====== Input for this task

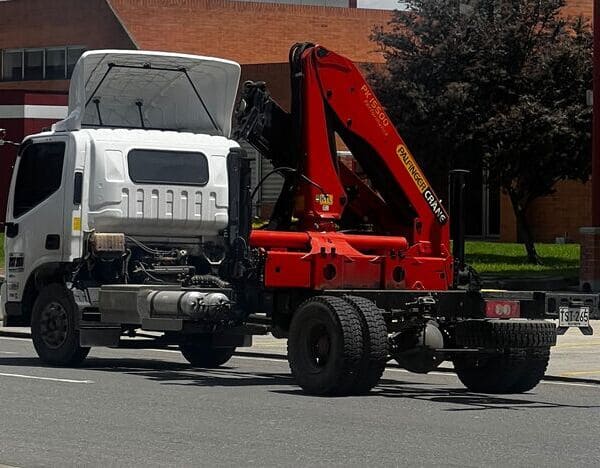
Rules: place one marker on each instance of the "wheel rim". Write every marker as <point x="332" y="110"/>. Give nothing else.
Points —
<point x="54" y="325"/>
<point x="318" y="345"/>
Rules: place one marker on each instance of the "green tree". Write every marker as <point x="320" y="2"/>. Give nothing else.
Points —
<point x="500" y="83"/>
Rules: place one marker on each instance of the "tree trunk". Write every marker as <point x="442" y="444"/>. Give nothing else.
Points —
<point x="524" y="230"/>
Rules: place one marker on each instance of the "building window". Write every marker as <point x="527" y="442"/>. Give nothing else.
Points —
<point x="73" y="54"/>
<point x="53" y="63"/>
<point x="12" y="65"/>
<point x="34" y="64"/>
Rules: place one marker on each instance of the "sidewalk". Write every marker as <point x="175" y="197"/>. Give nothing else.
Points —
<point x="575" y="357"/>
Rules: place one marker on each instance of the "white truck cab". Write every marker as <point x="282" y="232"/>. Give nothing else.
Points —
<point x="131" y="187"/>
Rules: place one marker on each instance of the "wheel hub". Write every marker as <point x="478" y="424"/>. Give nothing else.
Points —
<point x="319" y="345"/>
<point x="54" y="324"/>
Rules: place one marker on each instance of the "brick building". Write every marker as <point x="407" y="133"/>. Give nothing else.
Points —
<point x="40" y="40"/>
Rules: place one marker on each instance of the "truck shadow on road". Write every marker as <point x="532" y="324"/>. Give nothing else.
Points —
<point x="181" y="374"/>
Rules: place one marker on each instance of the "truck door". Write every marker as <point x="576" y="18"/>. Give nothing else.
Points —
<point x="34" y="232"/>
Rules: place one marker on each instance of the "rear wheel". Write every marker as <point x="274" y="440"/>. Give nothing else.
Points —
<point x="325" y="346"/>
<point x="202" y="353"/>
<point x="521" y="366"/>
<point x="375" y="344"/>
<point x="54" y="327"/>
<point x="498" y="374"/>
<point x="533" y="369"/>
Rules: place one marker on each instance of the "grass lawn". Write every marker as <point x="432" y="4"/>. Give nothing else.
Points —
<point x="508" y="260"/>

============
====== Input for this task

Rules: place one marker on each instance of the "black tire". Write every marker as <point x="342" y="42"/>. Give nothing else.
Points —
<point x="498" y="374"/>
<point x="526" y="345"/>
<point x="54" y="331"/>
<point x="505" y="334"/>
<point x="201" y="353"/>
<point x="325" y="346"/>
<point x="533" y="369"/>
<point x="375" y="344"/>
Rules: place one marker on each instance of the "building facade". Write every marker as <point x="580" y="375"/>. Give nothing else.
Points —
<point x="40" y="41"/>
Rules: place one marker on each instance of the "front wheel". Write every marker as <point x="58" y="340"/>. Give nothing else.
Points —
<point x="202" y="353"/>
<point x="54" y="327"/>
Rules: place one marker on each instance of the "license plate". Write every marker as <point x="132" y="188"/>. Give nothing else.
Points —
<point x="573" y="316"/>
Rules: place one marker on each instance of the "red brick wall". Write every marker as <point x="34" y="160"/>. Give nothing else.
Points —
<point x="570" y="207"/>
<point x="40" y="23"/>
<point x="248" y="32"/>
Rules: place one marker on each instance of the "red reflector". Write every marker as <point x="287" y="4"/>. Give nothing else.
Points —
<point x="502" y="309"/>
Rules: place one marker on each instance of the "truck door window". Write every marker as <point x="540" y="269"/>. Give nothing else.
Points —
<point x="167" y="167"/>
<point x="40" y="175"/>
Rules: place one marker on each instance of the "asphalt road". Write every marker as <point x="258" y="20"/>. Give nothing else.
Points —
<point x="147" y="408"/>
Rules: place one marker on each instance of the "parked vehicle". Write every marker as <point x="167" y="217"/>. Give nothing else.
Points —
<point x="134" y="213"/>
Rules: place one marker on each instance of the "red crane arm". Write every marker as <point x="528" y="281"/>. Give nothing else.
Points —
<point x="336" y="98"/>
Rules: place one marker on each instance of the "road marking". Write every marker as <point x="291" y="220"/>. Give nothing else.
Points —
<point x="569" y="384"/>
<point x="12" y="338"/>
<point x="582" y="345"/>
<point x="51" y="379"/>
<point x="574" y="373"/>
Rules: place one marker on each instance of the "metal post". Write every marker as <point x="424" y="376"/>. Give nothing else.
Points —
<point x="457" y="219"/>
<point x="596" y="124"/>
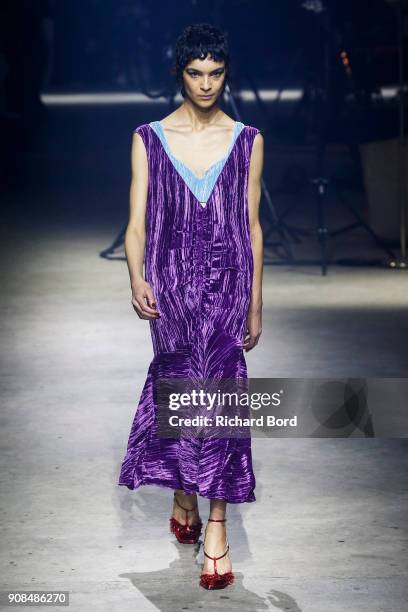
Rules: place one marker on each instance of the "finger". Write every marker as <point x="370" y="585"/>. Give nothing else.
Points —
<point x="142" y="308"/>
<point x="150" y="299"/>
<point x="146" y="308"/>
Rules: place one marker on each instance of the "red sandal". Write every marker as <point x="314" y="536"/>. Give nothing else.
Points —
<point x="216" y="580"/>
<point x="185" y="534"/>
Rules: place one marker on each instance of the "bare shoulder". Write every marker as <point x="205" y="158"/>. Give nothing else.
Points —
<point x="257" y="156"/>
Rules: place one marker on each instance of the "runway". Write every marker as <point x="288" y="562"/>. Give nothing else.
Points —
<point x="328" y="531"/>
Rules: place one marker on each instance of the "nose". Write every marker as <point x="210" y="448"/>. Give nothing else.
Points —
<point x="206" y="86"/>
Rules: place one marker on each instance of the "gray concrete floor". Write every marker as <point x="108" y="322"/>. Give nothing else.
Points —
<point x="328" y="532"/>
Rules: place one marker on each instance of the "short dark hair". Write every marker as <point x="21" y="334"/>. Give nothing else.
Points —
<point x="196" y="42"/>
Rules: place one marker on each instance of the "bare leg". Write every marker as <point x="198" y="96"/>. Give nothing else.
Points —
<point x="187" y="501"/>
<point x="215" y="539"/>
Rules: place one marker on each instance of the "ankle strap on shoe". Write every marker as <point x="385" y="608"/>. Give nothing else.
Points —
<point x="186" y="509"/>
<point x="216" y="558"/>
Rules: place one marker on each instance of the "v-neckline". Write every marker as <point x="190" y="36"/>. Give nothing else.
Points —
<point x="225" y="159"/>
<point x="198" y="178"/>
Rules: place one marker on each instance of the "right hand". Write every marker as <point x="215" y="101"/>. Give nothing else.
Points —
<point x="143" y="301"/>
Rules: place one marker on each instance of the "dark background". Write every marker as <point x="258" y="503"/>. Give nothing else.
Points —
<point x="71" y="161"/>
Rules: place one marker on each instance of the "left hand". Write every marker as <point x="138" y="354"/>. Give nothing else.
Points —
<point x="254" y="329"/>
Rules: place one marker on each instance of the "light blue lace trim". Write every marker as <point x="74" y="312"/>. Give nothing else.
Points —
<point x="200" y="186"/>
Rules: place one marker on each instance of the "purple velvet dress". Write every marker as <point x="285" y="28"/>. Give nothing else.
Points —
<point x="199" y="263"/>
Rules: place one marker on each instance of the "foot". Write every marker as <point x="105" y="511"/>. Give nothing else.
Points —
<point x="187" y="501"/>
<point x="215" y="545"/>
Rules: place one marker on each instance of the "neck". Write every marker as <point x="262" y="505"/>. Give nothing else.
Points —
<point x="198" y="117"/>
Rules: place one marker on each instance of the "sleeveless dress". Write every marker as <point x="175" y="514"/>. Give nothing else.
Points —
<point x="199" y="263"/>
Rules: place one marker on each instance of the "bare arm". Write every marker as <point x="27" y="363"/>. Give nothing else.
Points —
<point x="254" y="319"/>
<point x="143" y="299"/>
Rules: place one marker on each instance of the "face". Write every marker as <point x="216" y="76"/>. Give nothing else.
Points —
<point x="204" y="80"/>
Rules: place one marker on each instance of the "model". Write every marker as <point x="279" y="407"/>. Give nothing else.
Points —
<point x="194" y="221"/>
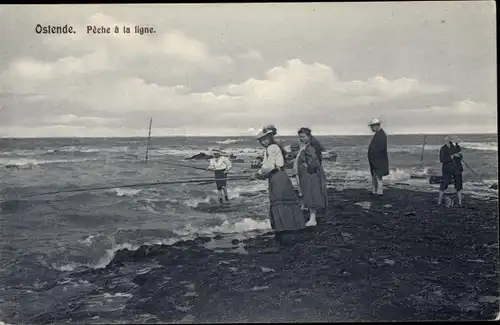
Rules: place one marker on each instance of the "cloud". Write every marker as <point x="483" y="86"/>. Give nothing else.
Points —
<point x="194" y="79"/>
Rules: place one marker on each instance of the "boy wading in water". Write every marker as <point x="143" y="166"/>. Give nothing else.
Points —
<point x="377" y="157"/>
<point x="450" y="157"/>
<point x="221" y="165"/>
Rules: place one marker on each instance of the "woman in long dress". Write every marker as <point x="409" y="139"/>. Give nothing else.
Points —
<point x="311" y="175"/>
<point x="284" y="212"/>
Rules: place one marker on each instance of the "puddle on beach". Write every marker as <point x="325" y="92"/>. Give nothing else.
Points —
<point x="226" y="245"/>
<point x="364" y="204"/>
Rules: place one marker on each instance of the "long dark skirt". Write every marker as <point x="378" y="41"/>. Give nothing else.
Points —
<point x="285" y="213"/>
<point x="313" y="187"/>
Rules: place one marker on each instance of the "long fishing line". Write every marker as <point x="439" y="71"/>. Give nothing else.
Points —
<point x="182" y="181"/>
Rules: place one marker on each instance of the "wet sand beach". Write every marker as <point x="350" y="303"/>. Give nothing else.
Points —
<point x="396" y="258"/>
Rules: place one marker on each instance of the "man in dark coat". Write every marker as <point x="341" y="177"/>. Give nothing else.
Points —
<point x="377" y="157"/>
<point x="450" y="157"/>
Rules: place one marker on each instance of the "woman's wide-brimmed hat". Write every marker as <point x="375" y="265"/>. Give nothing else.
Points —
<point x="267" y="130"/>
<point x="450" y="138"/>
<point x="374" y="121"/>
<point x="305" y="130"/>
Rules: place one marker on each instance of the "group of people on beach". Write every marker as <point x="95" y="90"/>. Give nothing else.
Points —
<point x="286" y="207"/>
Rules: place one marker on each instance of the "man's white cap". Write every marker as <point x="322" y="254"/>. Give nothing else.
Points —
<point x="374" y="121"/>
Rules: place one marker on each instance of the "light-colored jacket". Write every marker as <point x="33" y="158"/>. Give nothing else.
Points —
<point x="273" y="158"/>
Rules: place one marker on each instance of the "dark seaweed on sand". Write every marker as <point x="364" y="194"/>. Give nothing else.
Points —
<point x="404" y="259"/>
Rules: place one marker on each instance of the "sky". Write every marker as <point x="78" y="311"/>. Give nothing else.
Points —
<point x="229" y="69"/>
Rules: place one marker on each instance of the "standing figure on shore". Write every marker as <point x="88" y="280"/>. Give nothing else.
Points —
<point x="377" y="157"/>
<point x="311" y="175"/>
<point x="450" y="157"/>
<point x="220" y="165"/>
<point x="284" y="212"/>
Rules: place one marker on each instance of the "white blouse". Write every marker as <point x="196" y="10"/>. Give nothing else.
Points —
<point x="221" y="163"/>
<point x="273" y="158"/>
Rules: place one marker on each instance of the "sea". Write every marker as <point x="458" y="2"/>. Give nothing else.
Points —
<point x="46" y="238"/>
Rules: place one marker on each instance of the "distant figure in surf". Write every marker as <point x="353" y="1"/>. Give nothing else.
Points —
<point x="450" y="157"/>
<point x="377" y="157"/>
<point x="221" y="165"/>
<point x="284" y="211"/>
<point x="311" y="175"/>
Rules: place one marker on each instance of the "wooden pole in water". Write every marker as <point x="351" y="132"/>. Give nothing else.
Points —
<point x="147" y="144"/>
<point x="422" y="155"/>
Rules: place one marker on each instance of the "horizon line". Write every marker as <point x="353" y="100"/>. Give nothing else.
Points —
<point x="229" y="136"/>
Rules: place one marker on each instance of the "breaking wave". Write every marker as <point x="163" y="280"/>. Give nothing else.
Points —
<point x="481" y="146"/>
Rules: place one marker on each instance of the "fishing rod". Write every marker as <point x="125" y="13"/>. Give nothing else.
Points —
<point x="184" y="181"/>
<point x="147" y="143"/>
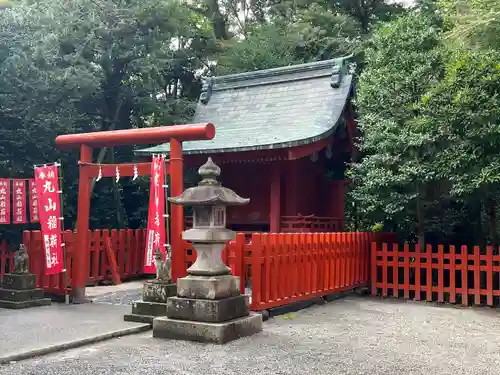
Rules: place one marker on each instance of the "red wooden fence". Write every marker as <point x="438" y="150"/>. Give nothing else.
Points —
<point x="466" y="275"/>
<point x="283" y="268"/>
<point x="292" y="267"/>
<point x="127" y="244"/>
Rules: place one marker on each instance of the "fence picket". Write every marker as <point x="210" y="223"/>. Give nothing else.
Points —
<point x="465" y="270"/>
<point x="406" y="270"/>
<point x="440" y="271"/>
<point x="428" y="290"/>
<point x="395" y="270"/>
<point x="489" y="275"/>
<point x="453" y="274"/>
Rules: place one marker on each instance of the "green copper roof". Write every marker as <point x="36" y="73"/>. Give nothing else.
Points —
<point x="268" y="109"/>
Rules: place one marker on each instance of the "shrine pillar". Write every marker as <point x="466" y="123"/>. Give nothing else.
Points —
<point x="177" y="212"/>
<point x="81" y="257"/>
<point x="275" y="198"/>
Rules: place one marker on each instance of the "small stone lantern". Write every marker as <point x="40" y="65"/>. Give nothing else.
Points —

============

Task goal: Show each line of the material above that contains the word "door". Case must match.

Answer:
Rules: place one marker on each instance of the "truck door". Write every marker as <point x="576" y="18"/>. Give nothing else.
Rules: place one marker on each instance of the "truck door window". Write every marker as <point x="540" y="269"/>. Give nothing else.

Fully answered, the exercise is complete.